* Begin INPUT *

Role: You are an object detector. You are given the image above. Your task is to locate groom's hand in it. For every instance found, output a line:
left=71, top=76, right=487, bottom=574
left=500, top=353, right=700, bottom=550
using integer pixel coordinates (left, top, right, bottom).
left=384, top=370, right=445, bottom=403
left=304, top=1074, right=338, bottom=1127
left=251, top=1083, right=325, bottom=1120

* End INPUT *

EXERCISE | Scale the records above by writing out every line again, requests included. Multiply each bounding-box coordinate in the answers by 0.9 and round to the nearest whole number, with halves rounding up. Leave the numbers in the requests and their sample lines as they are.

SOLVED EXERCISE |
Role: You are an object detector. You are given the image above. Your task is to locate groom's hand in it. For every instance found, output a line:
left=71, top=76, right=487, bottom=574
left=500, top=353, right=700, bottom=550
using integer pixel coordinates (left, top, right, bottom).
left=346, top=333, right=401, bottom=363
left=274, top=967, right=304, bottom=1014
left=226, top=975, right=293, bottom=1008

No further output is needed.